Work order → Beginning with the line below that contains "Q: For each instance of the blue motorcycle" and ending with the line that contains "Q: For each instance of the green fairing", copy every line exactly. Copy nothing else.

Supplied information →
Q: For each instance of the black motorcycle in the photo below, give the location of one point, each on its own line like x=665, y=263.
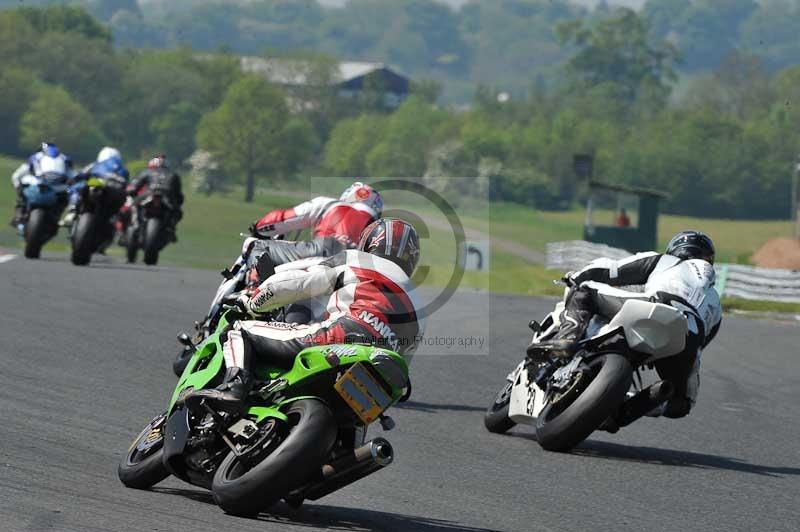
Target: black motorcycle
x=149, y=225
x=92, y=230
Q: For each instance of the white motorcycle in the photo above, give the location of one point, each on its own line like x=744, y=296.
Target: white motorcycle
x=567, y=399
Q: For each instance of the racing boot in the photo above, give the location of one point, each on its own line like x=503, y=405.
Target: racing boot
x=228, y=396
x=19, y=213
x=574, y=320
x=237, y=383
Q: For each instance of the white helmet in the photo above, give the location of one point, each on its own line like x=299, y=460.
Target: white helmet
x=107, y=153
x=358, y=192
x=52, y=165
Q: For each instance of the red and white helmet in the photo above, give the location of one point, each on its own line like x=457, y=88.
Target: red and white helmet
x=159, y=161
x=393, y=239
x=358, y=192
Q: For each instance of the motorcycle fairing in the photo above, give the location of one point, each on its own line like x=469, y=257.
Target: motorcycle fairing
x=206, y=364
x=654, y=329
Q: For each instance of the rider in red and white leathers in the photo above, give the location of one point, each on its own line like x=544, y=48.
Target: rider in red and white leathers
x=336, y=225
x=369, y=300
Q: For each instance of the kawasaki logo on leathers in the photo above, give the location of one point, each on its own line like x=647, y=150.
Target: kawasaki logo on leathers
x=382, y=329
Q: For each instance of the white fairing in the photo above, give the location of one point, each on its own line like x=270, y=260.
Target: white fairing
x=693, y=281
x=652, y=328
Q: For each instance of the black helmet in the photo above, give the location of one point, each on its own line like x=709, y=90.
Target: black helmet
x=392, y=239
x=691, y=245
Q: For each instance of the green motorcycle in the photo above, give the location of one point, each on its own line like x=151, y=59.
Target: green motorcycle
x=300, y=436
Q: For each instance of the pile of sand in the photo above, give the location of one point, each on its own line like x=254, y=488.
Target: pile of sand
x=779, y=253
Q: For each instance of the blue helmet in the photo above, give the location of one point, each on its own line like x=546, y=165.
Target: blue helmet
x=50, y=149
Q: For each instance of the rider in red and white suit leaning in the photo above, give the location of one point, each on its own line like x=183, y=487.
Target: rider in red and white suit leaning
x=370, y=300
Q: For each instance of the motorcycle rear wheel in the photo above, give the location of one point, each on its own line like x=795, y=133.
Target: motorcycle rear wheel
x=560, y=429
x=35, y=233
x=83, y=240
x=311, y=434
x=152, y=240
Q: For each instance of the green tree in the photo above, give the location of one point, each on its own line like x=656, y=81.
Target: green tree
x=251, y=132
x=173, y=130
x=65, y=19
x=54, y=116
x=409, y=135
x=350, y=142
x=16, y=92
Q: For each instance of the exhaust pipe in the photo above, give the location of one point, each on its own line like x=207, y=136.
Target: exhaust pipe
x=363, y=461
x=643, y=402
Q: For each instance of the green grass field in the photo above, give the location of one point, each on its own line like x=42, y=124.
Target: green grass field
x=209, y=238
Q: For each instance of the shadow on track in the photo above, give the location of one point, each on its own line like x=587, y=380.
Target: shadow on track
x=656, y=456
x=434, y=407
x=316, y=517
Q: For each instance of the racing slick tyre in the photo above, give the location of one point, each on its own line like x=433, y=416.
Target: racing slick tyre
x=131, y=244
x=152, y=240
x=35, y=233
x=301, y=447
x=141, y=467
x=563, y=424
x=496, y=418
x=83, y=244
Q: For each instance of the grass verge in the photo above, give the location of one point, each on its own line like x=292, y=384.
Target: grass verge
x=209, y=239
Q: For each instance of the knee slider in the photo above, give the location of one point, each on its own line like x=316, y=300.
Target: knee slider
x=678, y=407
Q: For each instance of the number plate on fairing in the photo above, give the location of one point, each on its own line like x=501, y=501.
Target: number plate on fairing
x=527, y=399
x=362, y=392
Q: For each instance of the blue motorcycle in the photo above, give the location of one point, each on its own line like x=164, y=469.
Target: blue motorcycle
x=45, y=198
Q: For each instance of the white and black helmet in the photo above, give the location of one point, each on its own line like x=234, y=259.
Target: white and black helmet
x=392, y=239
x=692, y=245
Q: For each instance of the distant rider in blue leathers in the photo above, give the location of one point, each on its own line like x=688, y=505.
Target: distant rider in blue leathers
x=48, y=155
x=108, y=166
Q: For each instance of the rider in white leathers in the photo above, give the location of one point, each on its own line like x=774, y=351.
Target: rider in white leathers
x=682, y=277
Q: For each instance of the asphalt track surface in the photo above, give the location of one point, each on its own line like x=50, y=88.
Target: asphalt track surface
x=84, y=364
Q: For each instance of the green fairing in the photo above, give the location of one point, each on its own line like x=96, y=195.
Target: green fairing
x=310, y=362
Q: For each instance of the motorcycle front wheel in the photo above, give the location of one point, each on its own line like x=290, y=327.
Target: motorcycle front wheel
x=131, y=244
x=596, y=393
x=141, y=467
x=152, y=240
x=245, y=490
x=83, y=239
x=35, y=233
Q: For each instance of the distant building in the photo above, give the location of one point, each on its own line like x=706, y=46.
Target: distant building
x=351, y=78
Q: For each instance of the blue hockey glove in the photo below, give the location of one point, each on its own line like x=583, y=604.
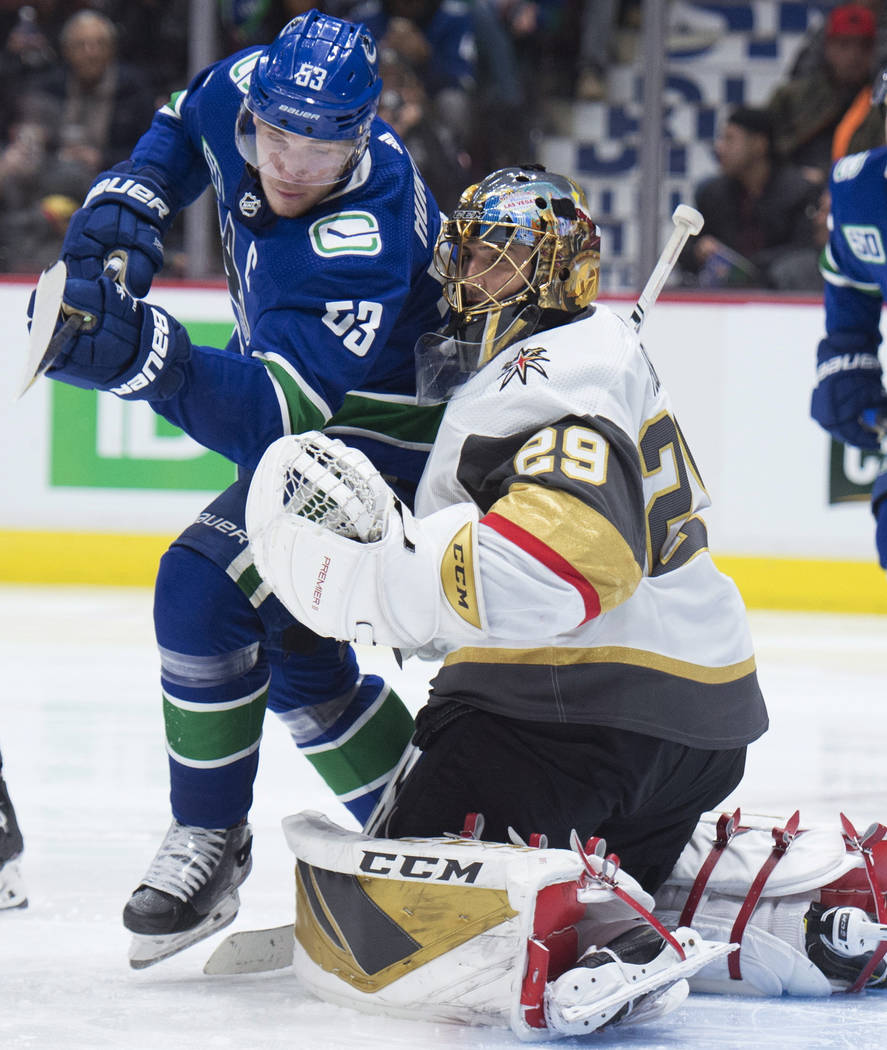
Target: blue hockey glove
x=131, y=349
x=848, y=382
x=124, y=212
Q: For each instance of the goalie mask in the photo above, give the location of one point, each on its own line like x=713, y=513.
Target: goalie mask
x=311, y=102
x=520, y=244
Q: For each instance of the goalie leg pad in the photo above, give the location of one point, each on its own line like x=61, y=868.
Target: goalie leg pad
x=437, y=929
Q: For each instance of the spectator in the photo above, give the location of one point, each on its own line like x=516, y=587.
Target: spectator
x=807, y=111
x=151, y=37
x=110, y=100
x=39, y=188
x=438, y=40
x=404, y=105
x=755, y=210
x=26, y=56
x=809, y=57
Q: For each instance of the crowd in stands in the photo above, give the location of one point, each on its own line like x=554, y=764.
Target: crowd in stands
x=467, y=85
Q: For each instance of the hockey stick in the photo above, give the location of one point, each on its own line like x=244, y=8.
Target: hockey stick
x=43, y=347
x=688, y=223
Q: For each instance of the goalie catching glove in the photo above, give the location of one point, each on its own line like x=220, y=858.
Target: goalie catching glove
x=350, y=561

* * *

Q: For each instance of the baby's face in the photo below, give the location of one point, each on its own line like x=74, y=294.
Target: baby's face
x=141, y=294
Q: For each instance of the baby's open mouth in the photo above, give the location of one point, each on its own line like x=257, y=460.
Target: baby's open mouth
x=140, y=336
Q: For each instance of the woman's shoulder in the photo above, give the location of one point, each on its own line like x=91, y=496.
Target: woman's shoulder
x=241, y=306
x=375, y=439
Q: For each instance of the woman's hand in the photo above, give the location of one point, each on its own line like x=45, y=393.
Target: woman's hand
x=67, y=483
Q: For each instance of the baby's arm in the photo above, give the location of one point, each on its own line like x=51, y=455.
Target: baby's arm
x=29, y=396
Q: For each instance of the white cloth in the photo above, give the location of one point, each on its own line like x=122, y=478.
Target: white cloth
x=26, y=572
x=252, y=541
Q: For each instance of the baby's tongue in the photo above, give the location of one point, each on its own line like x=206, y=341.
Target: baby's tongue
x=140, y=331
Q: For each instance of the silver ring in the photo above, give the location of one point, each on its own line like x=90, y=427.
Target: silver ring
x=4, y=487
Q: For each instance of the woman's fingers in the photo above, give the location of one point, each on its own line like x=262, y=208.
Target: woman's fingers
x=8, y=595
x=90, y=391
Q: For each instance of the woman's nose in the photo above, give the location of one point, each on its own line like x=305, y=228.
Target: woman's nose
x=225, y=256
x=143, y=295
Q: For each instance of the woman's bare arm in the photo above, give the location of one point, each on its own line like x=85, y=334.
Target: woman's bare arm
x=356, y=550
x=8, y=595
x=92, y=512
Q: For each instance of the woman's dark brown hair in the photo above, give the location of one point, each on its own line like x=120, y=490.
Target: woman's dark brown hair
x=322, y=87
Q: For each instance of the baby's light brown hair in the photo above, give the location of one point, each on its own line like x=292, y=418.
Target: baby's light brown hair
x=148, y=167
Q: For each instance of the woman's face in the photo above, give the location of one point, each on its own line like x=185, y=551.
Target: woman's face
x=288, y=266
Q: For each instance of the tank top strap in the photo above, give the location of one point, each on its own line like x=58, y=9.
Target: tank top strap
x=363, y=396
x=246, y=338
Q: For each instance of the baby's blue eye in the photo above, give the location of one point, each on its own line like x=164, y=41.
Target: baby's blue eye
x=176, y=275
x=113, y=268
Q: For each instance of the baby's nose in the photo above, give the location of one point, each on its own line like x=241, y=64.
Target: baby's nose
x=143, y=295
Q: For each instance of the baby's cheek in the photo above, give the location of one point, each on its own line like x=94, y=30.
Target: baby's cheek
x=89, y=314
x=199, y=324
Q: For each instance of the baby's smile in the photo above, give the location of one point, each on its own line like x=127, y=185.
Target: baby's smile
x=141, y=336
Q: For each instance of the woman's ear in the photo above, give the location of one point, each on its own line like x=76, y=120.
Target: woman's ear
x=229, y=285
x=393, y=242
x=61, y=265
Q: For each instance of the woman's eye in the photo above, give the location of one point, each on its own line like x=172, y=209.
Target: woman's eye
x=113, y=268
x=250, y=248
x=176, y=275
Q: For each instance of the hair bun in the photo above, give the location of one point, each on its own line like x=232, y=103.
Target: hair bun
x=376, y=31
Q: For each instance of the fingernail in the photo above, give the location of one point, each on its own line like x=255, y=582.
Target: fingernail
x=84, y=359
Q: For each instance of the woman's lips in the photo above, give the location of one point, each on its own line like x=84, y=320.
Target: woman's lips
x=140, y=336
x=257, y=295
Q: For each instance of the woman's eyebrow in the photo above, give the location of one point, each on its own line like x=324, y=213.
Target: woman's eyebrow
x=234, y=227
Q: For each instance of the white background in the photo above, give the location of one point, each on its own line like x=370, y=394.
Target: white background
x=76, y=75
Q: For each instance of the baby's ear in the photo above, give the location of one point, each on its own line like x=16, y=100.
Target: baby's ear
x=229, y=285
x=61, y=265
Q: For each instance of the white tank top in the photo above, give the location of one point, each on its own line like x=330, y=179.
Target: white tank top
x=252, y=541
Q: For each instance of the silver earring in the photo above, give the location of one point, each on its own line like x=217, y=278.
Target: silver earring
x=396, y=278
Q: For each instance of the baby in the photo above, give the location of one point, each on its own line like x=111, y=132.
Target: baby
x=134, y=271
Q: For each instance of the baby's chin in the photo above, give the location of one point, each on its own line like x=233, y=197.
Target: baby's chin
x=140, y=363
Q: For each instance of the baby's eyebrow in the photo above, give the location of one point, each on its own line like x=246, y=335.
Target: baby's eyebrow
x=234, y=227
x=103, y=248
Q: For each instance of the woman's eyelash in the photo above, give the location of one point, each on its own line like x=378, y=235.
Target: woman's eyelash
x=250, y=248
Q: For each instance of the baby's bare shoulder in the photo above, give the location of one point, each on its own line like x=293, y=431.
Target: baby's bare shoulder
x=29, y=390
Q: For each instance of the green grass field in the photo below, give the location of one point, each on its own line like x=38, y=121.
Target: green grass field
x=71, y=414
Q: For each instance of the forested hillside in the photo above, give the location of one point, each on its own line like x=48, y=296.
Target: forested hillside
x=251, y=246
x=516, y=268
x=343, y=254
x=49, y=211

...

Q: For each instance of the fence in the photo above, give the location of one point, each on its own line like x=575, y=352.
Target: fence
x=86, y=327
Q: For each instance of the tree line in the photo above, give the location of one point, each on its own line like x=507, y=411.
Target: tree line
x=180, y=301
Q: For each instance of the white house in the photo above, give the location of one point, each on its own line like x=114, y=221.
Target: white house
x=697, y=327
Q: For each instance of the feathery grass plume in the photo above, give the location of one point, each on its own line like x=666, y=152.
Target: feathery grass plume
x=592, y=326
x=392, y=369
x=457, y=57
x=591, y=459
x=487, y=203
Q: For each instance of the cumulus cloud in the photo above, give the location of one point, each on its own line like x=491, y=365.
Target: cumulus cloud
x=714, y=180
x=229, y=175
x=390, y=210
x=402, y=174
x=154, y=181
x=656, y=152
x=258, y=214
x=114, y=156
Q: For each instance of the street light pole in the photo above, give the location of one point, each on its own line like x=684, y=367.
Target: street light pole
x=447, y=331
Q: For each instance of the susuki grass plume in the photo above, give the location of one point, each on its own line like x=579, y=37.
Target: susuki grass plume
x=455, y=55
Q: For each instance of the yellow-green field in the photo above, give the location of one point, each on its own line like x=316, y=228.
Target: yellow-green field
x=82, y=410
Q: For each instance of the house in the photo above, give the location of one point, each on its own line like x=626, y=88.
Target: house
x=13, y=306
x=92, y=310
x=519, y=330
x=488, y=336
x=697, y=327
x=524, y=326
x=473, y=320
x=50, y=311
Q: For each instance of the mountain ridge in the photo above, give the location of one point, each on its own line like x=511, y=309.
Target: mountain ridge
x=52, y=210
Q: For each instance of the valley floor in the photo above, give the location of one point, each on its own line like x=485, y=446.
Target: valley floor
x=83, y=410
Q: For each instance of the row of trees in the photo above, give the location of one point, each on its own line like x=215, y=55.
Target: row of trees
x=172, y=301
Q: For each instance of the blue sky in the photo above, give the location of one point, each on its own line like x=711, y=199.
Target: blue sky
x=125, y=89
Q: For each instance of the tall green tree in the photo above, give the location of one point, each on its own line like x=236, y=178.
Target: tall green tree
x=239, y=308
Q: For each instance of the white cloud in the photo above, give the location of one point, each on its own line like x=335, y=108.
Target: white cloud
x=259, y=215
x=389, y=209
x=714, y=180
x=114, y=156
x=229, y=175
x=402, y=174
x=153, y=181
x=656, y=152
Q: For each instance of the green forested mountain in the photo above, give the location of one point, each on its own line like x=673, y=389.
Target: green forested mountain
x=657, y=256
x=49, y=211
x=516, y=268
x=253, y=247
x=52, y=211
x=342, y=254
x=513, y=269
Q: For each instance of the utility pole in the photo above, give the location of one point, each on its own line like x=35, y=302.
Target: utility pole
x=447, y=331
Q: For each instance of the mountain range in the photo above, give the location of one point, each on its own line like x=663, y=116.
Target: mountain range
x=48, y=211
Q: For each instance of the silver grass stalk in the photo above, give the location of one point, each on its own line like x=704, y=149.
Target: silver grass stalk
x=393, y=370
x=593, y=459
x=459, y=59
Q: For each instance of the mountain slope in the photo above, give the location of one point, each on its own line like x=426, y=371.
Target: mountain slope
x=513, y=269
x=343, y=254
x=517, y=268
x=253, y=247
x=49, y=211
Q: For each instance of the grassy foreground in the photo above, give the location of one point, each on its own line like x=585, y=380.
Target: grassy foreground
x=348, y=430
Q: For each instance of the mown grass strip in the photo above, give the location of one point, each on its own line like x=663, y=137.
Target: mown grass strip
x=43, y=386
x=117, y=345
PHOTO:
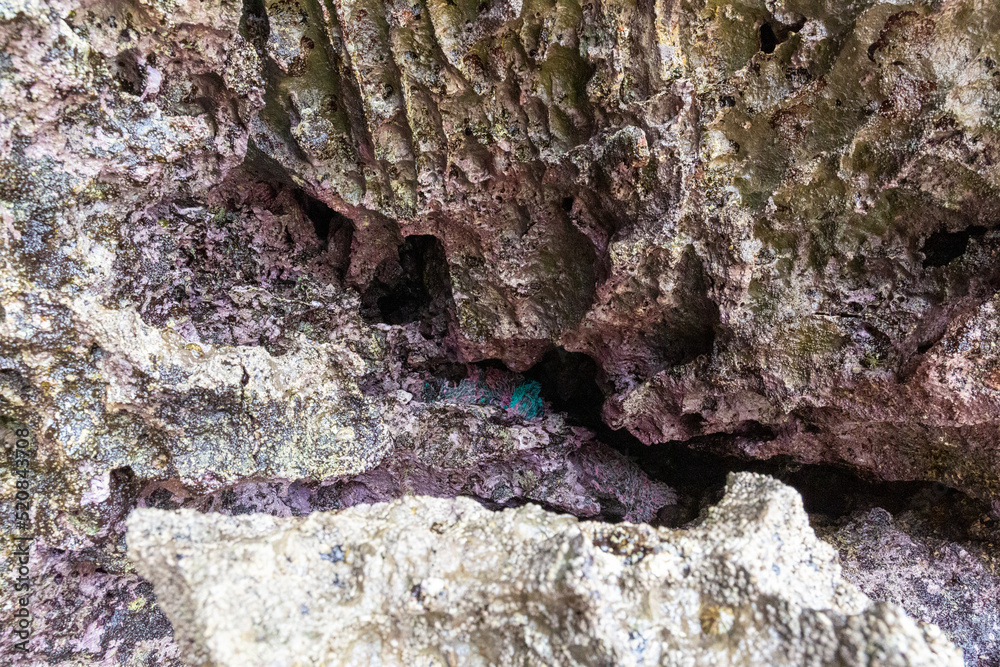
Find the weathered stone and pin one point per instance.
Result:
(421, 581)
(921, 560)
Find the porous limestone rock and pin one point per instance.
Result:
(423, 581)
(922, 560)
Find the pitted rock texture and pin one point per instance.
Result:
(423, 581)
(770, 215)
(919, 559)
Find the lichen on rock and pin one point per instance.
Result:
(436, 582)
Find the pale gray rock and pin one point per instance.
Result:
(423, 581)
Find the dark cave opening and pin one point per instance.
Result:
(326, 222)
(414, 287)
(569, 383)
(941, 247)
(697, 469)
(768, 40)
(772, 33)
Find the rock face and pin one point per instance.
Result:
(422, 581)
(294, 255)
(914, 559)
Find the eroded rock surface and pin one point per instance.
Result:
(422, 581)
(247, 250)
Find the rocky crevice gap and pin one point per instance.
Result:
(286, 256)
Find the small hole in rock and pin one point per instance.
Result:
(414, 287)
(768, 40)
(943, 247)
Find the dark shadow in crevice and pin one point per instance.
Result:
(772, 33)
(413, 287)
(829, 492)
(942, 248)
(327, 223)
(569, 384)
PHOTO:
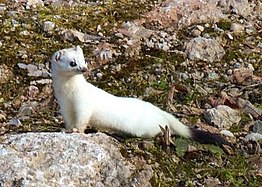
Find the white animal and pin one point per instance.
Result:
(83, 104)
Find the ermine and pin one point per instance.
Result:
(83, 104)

Task answer →
Q: For each instance of the blue motorcycle in the photo above, give the location of one point, each on its own line like x=164, y=469.
Target: blue motorcycle
x=45, y=198
Q: For each instance of the white and black helmet in the photo above, give the location of one point, each on its own line like x=234, y=259.
Target: white and black helmet
x=392, y=239
x=692, y=245
Q: For each instance of the distant rider in blue leathers in the photo above, give the location of one point, each on its own line like x=688, y=505.
Target: distant rider in blue leathers
x=48, y=155
x=108, y=166
Q: For each instance of the rider in white leathers in the photo above, give the location of one point, each on its own line like x=774, y=351.
Target: rider in white leathers
x=682, y=277
Q: For each instance of the asphalt track surface in the photo above, give the location of one point, each on its own line like x=50, y=88.
Target: asphalt track surface
x=84, y=364
Q: For each instance of the green fairing in the photo above, give the location of one point, each on its own line like x=96, y=195.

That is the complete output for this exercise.